Text for analysis:

┌──

I thought I’d write about a new exhibit of Gordon Parks’ early work. I should tell you up front that I knew his photography more by reputation than by spending time with his imagery. So, before I saw the show, the only Gordon Parks photograph that came to mind was this one.


“Washington, D.C. Government Charwoman”   all photos by Gordon Parks

I remembered it as a bitter statement about race, poverty and the American Dream. So, seeing it again as part of the exhibit, I wondered about its back story. Here’s what I discovered:

Mrs. Ella Watson Becomes an American Icon

The woman in the photograph, Ella Watson, cleaned offices at the Farm Security Administration, where Gordon Parks had recently arrived as an apprentice photographer. His dream was to be part of the FSA photographic team showing how the Great Depression had impacted the lives of Americans. One evening, he saw her cleaning an office down the hall and wanted to know her story.

Ella Watson was a high school grad and trained stenographer, she told Parks. But that work was only available to white people in Washington, D.C. So she cleaned offices.

“Washington, D.C. Government Charwoman Cleaning After Regular Working Hours”

You could say her experience was typical of many poor African Americans trying to survive in that segregated city. A lynch mob had killed her father, a gun shot ended her husband’s life and her daughter died after giving birth to her second child. So Ella Watson was left to raise her two grandchildren, asking neighbors to mind them while she worked at night.

“Grandchildren of Mrs. Ella Watson, Government Charwoman”

“Keep Working With Her”

After learning her story and having his own frequent encounters with racism in Washington, D.C., Parks made the iconic portrait. One account said he told Ella Watson to think about all the things she told him as he took her portrait.

└──

Data:
┌──

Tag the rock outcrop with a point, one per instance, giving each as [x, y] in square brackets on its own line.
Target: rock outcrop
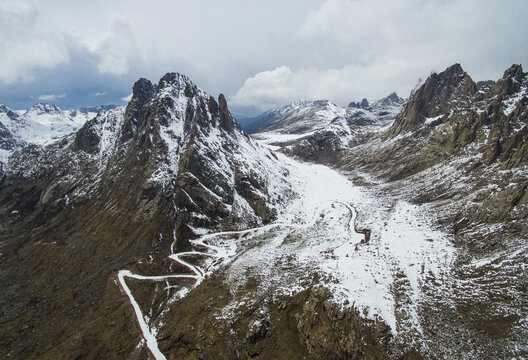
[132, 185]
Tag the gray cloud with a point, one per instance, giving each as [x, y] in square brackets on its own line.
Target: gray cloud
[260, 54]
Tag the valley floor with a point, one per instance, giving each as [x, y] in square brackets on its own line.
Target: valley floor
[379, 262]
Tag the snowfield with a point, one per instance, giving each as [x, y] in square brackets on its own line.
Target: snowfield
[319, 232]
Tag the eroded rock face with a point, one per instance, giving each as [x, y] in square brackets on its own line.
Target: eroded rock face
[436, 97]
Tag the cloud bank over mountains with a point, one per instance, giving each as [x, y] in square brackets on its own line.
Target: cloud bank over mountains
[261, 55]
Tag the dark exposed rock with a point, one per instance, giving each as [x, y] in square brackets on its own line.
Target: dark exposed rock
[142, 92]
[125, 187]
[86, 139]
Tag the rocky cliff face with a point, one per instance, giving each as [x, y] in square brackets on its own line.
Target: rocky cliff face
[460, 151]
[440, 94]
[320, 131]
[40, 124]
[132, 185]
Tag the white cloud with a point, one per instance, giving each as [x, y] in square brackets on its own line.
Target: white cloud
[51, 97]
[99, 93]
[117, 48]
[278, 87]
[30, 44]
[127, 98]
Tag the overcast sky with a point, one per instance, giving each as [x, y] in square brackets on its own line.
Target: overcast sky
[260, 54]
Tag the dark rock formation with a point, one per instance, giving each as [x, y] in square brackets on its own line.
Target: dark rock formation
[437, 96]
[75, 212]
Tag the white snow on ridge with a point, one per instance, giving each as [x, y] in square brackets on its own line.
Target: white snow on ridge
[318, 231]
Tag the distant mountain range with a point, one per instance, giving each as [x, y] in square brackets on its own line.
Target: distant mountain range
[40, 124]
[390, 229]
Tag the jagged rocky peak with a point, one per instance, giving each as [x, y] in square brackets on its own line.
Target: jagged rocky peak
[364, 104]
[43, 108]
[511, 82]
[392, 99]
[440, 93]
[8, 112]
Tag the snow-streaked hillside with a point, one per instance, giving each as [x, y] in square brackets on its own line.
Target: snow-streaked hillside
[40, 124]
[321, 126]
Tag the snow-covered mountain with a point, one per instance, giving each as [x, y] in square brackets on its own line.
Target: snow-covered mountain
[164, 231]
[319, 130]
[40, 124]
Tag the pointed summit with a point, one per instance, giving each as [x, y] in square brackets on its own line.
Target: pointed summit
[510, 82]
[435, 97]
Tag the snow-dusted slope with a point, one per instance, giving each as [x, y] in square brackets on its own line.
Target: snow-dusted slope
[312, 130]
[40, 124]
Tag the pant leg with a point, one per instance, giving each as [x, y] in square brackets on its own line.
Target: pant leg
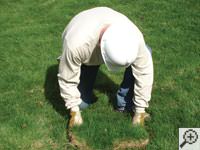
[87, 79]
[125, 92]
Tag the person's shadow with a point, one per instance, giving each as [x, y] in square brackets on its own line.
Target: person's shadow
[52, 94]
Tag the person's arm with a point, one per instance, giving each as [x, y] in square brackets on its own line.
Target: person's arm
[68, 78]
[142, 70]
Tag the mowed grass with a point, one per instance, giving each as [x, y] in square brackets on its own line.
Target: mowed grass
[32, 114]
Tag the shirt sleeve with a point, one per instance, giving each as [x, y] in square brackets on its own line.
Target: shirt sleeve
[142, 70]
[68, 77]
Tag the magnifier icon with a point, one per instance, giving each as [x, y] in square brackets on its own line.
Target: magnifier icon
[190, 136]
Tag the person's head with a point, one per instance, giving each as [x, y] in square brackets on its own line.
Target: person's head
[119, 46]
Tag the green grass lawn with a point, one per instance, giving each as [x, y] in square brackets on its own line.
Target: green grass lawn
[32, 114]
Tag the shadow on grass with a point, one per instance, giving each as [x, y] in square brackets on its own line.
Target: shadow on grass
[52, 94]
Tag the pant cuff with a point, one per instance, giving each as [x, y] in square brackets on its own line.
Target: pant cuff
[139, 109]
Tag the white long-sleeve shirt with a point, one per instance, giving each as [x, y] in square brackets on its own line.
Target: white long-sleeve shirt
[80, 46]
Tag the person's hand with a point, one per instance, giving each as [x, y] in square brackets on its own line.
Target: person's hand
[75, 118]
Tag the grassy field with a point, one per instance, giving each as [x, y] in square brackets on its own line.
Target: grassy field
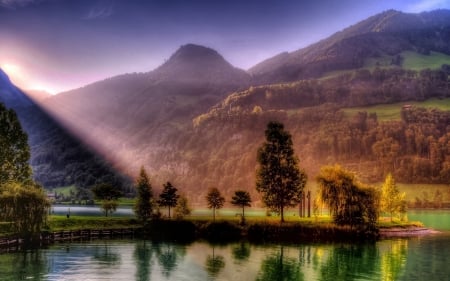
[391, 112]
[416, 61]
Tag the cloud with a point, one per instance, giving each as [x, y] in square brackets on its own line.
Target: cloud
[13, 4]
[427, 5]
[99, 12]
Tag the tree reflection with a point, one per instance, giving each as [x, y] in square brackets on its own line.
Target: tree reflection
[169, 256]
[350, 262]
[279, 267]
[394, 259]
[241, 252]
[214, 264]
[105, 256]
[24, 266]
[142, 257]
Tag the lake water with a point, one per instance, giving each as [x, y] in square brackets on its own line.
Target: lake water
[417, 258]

└──

What to do:
Quote everything in the Gordon Parks passage from "I remembered it" down to "know her story.", word for word.

Solution to this exercise:
I remembered it as a bitter statement about race, poverty and the American Dream. So, seeing it again as part of the exhibit, I wondered about its back story. Here’s what I discovered:

Mrs. Ella Watson Becomes an American Icon

The woman in the photograph, Ella Watson, cleaned offices at the Farm Security Administration, where Gordon Parks had recently arrived as an apprentice photographer. His dream was to be part of the FSA photographic team showing how the Great Depression had impacted the lives of Americans. One evening, he saw her cleaning an office down the hall and wanted to know her story.